> Dataset rows
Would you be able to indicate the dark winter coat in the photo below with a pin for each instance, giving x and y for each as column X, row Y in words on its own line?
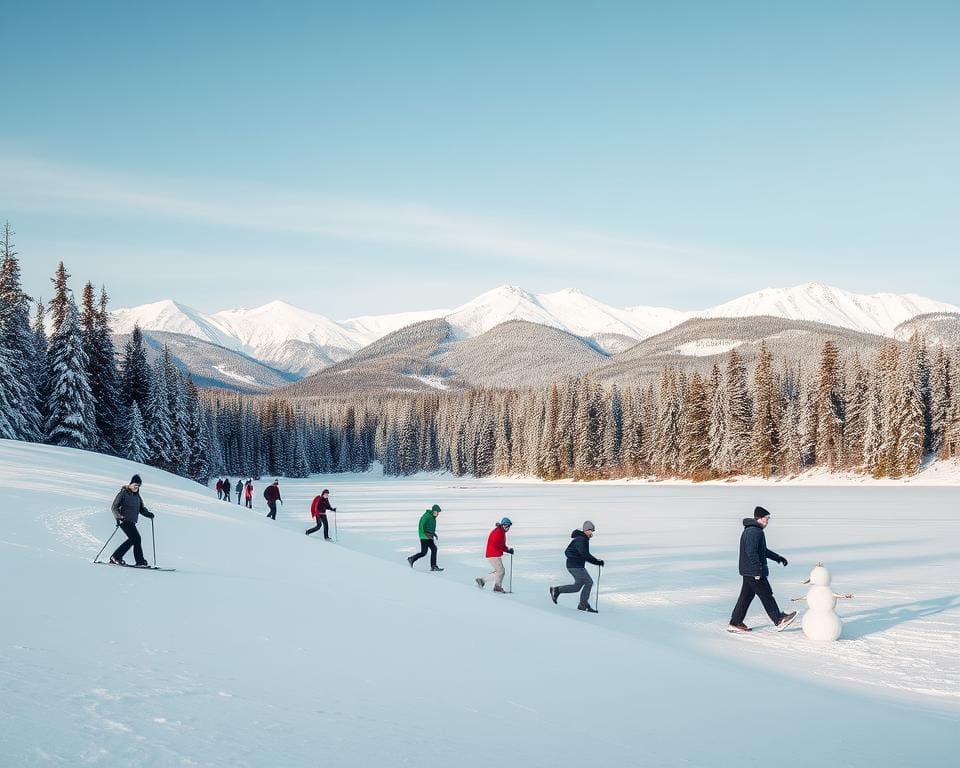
column 578, row 551
column 128, row 506
column 753, row 550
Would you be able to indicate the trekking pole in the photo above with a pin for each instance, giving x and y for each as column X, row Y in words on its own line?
column 597, row 601
column 97, row 558
column 153, row 538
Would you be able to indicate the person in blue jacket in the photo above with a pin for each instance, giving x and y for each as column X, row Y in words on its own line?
column 753, row 568
column 578, row 555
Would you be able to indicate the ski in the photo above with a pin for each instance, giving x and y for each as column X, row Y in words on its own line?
column 134, row 567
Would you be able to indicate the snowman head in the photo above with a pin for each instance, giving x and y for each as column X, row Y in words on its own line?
column 819, row 576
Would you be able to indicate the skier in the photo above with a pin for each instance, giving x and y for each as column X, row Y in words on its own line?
column 753, row 568
column 496, row 547
column 272, row 494
column 427, row 531
column 578, row 555
column 127, row 508
column 318, row 510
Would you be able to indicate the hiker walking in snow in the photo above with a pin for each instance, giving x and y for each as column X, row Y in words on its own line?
column 318, row 511
column 753, row 568
column 127, row 508
column 496, row 548
column 427, row 530
column 578, row 555
column 272, row 494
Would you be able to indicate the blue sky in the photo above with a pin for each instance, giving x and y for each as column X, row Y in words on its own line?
column 373, row 157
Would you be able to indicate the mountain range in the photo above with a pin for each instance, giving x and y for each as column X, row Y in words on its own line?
column 466, row 345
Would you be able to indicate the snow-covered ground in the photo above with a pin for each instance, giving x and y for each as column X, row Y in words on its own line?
column 270, row 648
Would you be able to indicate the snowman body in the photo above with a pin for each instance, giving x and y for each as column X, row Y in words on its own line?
column 821, row 622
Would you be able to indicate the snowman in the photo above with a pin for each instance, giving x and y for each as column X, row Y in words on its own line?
column 821, row 622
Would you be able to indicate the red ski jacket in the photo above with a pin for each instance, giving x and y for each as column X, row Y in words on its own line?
column 496, row 542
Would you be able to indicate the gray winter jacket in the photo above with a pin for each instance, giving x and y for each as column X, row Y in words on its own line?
column 128, row 505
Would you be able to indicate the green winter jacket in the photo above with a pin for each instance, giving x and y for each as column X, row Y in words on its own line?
column 428, row 525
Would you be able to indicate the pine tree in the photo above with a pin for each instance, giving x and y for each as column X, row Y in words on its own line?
column 19, row 416
column 70, row 402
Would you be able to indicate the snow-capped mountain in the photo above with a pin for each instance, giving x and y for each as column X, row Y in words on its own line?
column 303, row 342
column 878, row 313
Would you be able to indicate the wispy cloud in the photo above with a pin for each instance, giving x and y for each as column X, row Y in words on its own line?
column 31, row 184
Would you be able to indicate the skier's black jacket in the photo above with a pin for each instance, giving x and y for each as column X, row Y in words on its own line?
column 578, row 551
column 128, row 506
column 753, row 550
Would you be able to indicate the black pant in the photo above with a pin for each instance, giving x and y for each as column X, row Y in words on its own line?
column 426, row 544
column 321, row 520
column 133, row 540
column 753, row 587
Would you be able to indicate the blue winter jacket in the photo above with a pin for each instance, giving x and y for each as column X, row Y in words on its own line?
column 753, row 550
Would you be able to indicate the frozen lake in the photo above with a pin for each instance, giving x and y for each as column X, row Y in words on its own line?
column 671, row 554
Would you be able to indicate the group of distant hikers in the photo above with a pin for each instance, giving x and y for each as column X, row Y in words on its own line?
column 754, row 554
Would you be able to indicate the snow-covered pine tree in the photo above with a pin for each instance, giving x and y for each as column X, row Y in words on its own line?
column 695, row 441
column 765, row 438
column 19, row 416
column 70, row 401
column 135, row 447
column 829, row 445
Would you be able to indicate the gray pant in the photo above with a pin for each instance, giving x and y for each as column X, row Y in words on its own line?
column 582, row 583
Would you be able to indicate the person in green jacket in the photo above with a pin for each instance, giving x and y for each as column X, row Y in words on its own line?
column 428, row 537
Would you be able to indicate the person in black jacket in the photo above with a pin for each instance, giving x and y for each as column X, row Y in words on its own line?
column 127, row 508
column 753, row 568
column 578, row 555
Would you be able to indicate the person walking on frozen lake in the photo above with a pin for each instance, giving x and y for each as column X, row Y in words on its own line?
column 753, row 568
column 427, row 531
column 496, row 548
column 318, row 511
column 272, row 494
column 578, row 555
column 127, row 508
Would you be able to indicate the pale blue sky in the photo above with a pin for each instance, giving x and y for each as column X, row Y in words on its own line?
column 371, row 157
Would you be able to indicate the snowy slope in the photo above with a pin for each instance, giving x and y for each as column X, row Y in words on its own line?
column 267, row 648
column 878, row 313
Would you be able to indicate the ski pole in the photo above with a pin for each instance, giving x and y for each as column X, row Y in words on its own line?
column 597, row 601
column 97, row 558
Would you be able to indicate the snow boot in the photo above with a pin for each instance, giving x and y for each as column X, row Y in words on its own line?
column 786, row 620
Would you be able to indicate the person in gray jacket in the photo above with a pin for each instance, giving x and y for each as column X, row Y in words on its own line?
column 127, row 508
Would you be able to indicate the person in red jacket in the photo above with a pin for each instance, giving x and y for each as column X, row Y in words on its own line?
column 496, row 548
column 272, row 494
column 318, row 510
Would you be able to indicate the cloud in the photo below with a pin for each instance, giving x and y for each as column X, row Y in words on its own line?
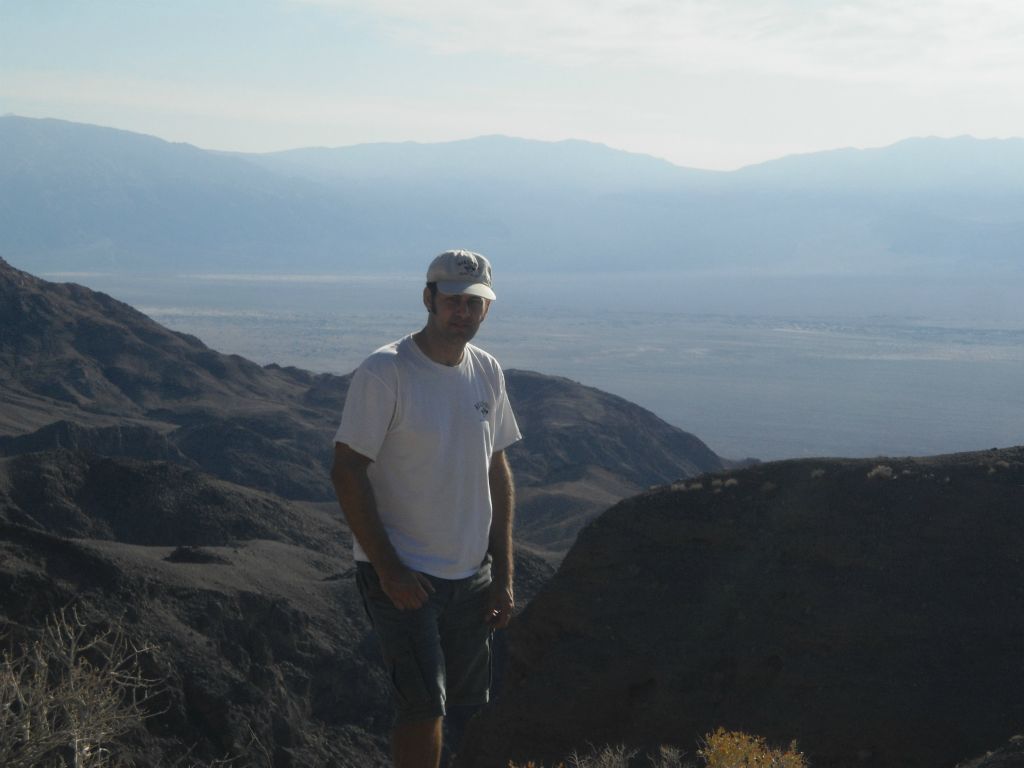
column 911, row 40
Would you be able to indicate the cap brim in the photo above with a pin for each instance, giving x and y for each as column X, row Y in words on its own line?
column 469, row 289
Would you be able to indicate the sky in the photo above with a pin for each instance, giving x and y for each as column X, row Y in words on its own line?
column 715, row 84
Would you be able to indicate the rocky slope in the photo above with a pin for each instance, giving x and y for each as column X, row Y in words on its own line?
column 151, row 480
column 873, row 610
column 81, row 371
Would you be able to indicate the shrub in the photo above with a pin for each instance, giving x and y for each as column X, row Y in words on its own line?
column 67, row 697
column 721, row 750
column 736, row 750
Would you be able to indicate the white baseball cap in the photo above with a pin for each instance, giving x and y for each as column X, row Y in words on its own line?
column 462, row 272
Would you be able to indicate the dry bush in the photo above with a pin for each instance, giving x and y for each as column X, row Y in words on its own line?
column 721, row 750
column 736, row 750
column 67, row 697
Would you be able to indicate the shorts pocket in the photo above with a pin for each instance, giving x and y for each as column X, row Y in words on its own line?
column 411, row 690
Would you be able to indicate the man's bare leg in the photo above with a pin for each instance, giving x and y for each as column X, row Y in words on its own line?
column 417, row 743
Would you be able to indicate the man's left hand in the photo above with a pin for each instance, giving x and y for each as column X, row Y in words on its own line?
column 501, row 604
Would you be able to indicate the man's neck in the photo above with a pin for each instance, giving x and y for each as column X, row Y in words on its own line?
column 437, row 349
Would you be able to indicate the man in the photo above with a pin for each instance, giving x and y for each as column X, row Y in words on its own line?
column 421, row 475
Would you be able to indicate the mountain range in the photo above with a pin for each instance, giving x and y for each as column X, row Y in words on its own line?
column 76, row 198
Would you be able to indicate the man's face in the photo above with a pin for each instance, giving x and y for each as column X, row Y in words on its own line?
column 456, row 317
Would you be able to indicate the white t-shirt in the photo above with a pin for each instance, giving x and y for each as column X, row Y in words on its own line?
column 430, row 430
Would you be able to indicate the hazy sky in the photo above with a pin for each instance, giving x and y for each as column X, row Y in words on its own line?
column 704, row 83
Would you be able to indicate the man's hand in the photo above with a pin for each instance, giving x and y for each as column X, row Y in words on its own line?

> Task statement
Rewrite the whole listing above as a numbered list, skipping any blank lines and leaving out the pictures.

> Solution to this exercise
1. Would you be able to indicate the dark winter coat in the photo below with a pin for each instance, giving x and y for each as column X, row Y in words on its own line?
2. column 578, row 551
3. column 128, row 506
4. column 753, row 550
5. Would you be able to indicate the trekking pole in the photo above with a pin for each instance, giving x and y for each as column X, row Y in words on its own line?
6. column 597, row 601
7. column 97, row 558
8. column 153, row 538
9. Would you be able to indicate the person in blue jacket in the photo above with a pin for each instance, giving x and y for each as column X, row Y in words on its own line?
10. column 753, row 568
11. column 578, row 555
12. Would you be able to indicate the ski in the photo above with a pin for each instance, giving x and y for each as column X, row Y in words on its own line?
13. column 134, row 567
14. Would you be able to indicate the snowman head in the photo above with a pin for each instance, giving x and y for each as column X, row Y in words on its own line?
15. column 819, row 576
16. Would you be able to indicate the skier in the photo above with a pin for each instance, giving x and y for each as column X, row Y in words on its own line?
17. column 753, row 568
18. column 496, row 547
19. column 272, row 494
20. column 427, row 531
21. column 578, row 555
22. column 127, row 508
23. column 318, row 510
24. Would you be able to indicate the hiker walking in snow in the photo above with a pin for each instance, giving x and y for each as column X, row Y in words on its own line?
25. column 318, row 511
26. column 753, row 568
27. column 127, row 508
28. column 496, row 548
29. column 427, row 530
30. column 578, row 555
31. column 272, row 494
32. Would you be able to indicate the blue sky in the photo above with a pin for each instance, giving x and y for each as column X, row Y in words on its own line?
33. column 373, row 157
34. Would you be able to indicate the mountain range in the photo above with a pin for each instance, giving x and y for each as column X, row Y in words on its own line?
35. column 466, row 345
36. Would you be able to indicate the snow-covered ground in the photo above with a pin for each instance, giving x and y for each as column X, row Y in words on its own line?
37. column 270, row 648
38. Would you be able to indicate the snowman body in the photo above with a pin for each instance, giving x and y for each as column X, row Y in words on its own line?
39. column 821, row 622
40. Would you be able to indicate the snowman in the photo above with a pin for each instance, giving x and y for each as column X, row Y in words on its own line?
41. column 821, row 622
42. Would you be able to indicate the red ski jacket in the photo above with a pin for each instance, giving x and y for each as column X, row Y in words on its own line?
43. column 496, row 542
44. Would you be able to indicate the gray winter jacket in the photo above with a pin for each instance, giving x and y for each as column X, row Y in words on its own line?
45. column 128, row 505
46. Would you be able to indicate the green winter jacket in the photo above with a pin for each instance, giving x and y for each as column X, row Y in words on its own line?
47. column 428, row 525
48. Would you be able to indicate the pine tree in the photo above with a pin for each instance, giving x and y for each as column X, row Y in words on its own line?
49. column 19, row 416
50. column 70, row 402
51. Would you be able to indicate the snow-capped mountain in the photo above with a pin for each instance, giving x and y for each as column X, row Y in words on its own line?
52. column 303, row 342
53. column 878, row 313
54. Would you be able to indicate the wispy cloud in the photo above with a pin for each instance, giving x and y for each as column X, row Y in words on its own line?
55. column 31, row 184
56. Would you be able to indicate the skier's black jacket in the photo above with a pin for each instance, giving x and y for each as column X, row Y in words on its own line?
57. column 578, row 551
58. column 128, row 506
59. column 753, row 550
60. Would you be able to indicate the black pant in the photo above with a pin for each instance, giving x and y for each as column X, row Y in words on its own line?
61. column 426, row 544
62. column 321, row 520
63. column 133, row 540
64. column 753, row 587
65. Would you be able to indicate the blue winter jacket in the photo above with a pin for each instance, giving x and y for each as column X, row Y in words on its own line?
66. column 753, row 550
67. Would you be able to indicate the frozen lake in the photo above with a pin for each instance, giving x and y for each as column X, row Y in words on its own line?
68. column 671, row 554
69. Would you be able to indicate the group of distant hikers in the photo above with a pin for each instance, giving x and y for each as column X, row Y in words on its own line?
70. column 754, row 554
71. Would you be able to indicate the snow-covered pine tree in the photo above with a pin for each instance, giving x and y for each as column X, row Y in words on its own line?
72. column 695, row 441
73. column 765, row 438
74. column 19, row 416
75. column 70, row 401
76. column 135, row 447
77. column 829, row 445
78. Would you be able to indicate the gray pant in the photo above with a pin for each instance, giving x and y for each as column X, row Y in words on its own line?
79. column 582, row 583
80. Would you be able to indicate the person in green jacket in the photo above with a pin for each instance, giving x and y for each as column X, row Y in words on its own line?
81. column 428, row 537
82. Would you be able to indicate the person in black jacket in the photo above with a pin for each instance, giving x and y for each as column X, row Y in words on its own line?
83. column 127, row 508
84. column 753, row 568
85. column 578, row 555
86. Would you be able to indicate the person walking on frozen lake in the photo above with a pin for each instance, giving x and y for each as column X, row Y in words on its own line?
87. column 753, row 568
88. column 427, row 531
89. column 496, row 548
90. column 318, row 511
91. column 272, row 494
92. column 578, row 555
93. column 127, row 508
94. Would you be able to indicate the pale blue sky in the photo above with a pin for each instance, giving x and y for each as column X, row Y in words on its own line?
95. column 371, row 157
96. Would you be able to indicate the snowy slope in the photo above with a pin for each instance, giving x and y for each as column X, row Y in words on its own line?
97. column 267, row 648
98. column 878, row 313
99. Would you be able to indicate the ski pole in the photo above with a pin for each instance, giving x and y for each as column X, row Y in words on its own line?
100. column 597, row 601
101. column 97, row 558
102. Would you be able to indicate the snow boot in the photo above with a pin for each instance, giving x and y for each as column X, row Y in words on its own line?
103. column 786, row 620
104. Would you be able to indicate the person in gray jacket in the photo above with a pin for each instance, giving x and y for each as column X, row Y in words on its own line?
105. column 127, row 508
106. Would you be able to indicate the person in red jacket in the photo above with a pin for each instance, giving x and y for each as column X, row Y in words on its own line?
107. column 496, row 548
108. column 272, row 494
109. column 318, row 510
110. Would you be able to indicate the cloud in the photo below with a pin for each instance, giving x and y for each as column X, row Y in words on its own line?
111. column 911, row 40
112. Would you be able to indicate the cap brim in the photo above with a pin for each instance, giving x and y for each as column X, row Y in words on its own line?
113. column 469, row 289
114. Would you be able to indicate the sky in the photo above with a pin for each instance, giving x and y for each as column X, row Y in words on its own line?
115. column 715, row 84
116. Would you be able to indicate the rocky slope in the photo above with a pin for each instance, giving x and y for each as column X, row Y in words on its own line?
117. column 151, row 480
118. column 873, row 610
119. column 81, row 371
120. Would you be able to indicate the shrub in the photo above with a pin for each instance, giving x and y for each as column X, row Y in words on its own line?
121. column 67, row 697
122. column 721, row 750
123. column 736, row 750
124. Would you be able to indicate the white baseball cap in the photo above with a pin for each instance, giving x and y for each as column X, row Y in words on its own line?
125. column 462, row 272
126. Would you be able to indicate the dry bush in the photo above with a pin for each instance, giving x and y for each as column X, row Y in words on its own line?
127. column 721, row 750
128. column 736, row 750
129. column 67, row 697
130. Would you be able to indicate the shorts pocket in the photo above with a pin for each instance, giving x and y for each as column X, row Y in words on its own line?
131. column 411, row 690
132. Would you be able to indicate the man's bare leg in the photo above with a pin for each instance, giving x and y for each as column X, row Y in words on its own line?
133. column 417, row 743
134. Would you be able to indicate the man's left hand in the photo above with a pin for each instance, giving x and y for each as column X, row Y in words on its own line?
135. column 501, row 604
136. Would you be able to indicate the man's neck in the photo above with a pin for each instance, giving x and y for each as column X, row Y in words on its own line?
137. column 437, row 349
138. Would you be able to indicate the man in the photo above with a pin for each instance, giving x and y for each as column X, row Y in words on its own line?
139. column 421, row 475
140. Would you be able to indicate the mountain range in the photo above with a pin for each instance, giving x and y for each as column X, row Y in words on its own line?
141. column 76, row 198
142. Would you be able to indicate the man's face in the photo above with a pin for each instance, giving x and y for each as column X, row Y in words on its own line?
143. column 456, row 317
144. Would you be able to indicate the white t-shirt in the photo above with a pin for each instance, giving x and y for each as column X, row Y in words on its own line?
145. column 430, row 430
146. Would you be able to indicate the hazy sky in the photo above with a pin for each instance, giving x and y for each as column X, row Y in words on its own line?
147. column 704, row 83
148. Would you be able to indicate the man's hand in the photo above with a pin for each instance, giving x and y for each as column X, row Y in words on its own line?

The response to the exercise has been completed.